→ **TASK STATEMENT**
Reproduce the portion of the passage on the UK–US AI safety agreement between "The UK and the US established" and "in November 2023.", inclusive.

→ **TEXT PROVIDED**
————
The UK and the US established a Memorandum of Understanding (MOU) on AI safety.
US Commerce Secretary Gina Raimondo and UK Tech Minister Michelle Donelan shook on the bilateral agreement, with Minister Donelan describing AI as “the defining technology challenge of our generation.”
The partnership builds on the commitments made during the AI Safety Summit at Bletchley Park in November 2023.
This groundbreaking summit convened leading figures in the AI industry and political representatives from multiple nations, including a rare collaboration between the US and China.
The summit also led to the creation of “AI Safety Institutes” in the UK and the US dedicated to evaluating open- and closed-source AI systems.
Secretary Raimondo spoke of the agreement, “It will accelerate both of our Institutes’ work across the full spectrum of risks, whether to our national security or to our broader society.”
————
→ **DATASET EXTRACT**

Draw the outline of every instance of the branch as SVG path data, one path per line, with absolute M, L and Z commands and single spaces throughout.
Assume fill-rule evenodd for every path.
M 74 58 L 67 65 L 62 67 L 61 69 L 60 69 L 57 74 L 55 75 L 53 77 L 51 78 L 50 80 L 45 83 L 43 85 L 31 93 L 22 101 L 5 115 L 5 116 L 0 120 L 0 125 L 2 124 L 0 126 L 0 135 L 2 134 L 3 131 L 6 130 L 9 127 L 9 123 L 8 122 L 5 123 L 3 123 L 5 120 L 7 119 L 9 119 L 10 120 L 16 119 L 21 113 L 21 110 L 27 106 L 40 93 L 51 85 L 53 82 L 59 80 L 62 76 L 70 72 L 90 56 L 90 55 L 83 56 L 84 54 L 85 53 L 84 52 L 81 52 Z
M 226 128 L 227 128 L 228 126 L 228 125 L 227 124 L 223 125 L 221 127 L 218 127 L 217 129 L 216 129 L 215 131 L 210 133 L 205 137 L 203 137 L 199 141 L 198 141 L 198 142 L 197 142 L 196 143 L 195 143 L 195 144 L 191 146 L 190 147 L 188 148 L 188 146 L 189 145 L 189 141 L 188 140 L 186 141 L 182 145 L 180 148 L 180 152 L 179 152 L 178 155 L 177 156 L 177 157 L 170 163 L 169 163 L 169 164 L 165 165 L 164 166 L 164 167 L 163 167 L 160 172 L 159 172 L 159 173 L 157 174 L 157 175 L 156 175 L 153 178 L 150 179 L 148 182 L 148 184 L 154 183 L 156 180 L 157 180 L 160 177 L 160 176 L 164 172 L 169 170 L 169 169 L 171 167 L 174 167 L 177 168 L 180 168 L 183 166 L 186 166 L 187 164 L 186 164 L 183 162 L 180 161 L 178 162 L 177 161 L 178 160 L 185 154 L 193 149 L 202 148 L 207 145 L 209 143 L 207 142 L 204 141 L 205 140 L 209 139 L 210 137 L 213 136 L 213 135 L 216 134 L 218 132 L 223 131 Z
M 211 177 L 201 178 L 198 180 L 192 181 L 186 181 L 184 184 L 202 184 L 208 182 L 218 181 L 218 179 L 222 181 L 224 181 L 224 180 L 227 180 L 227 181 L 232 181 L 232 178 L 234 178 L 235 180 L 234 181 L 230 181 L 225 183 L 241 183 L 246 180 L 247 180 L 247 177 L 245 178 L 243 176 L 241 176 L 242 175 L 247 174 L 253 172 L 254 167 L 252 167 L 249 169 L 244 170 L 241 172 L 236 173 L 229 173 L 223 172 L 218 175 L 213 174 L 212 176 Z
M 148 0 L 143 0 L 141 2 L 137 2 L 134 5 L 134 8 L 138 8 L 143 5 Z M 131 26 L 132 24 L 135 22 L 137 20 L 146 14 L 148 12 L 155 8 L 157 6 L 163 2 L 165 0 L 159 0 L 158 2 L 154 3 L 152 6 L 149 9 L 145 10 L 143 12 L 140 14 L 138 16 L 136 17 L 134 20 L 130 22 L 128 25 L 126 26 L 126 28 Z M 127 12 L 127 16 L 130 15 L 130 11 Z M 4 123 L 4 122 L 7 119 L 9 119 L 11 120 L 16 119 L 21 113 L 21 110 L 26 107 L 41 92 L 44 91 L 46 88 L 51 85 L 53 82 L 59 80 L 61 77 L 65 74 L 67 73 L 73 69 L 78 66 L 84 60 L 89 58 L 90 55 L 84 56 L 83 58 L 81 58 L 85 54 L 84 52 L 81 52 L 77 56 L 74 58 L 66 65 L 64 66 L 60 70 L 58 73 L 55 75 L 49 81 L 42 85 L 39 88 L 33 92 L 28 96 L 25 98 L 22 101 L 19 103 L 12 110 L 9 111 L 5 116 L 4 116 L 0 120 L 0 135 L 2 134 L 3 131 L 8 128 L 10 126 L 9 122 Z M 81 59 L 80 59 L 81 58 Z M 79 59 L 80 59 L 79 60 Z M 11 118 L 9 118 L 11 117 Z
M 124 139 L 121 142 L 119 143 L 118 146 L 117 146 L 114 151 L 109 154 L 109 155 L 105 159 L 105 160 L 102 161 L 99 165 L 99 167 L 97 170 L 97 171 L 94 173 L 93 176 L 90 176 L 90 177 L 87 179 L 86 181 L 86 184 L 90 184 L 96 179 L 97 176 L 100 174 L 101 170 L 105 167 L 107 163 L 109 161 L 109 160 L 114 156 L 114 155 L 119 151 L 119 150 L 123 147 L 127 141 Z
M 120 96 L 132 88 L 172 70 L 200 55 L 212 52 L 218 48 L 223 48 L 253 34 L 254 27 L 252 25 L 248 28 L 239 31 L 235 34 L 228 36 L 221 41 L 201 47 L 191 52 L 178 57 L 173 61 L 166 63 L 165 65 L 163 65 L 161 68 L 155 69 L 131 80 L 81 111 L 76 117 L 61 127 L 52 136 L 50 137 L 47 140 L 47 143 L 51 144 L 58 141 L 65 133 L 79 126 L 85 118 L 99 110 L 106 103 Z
————
→ **THE ANSWER**
The UK and the US established a Memorandum of Understanding (MOU) on AI safety.
US Commerce Secretary Gina Raimondo and UK Tech Minister Michelle Donelan shook on the bilateral agreement, with Minister Donelan describing AI as “the defining technology challenge of our generation.”
The partnership builds on the commitments made during the AI Safety Summit at Bletchley Park in November 2023.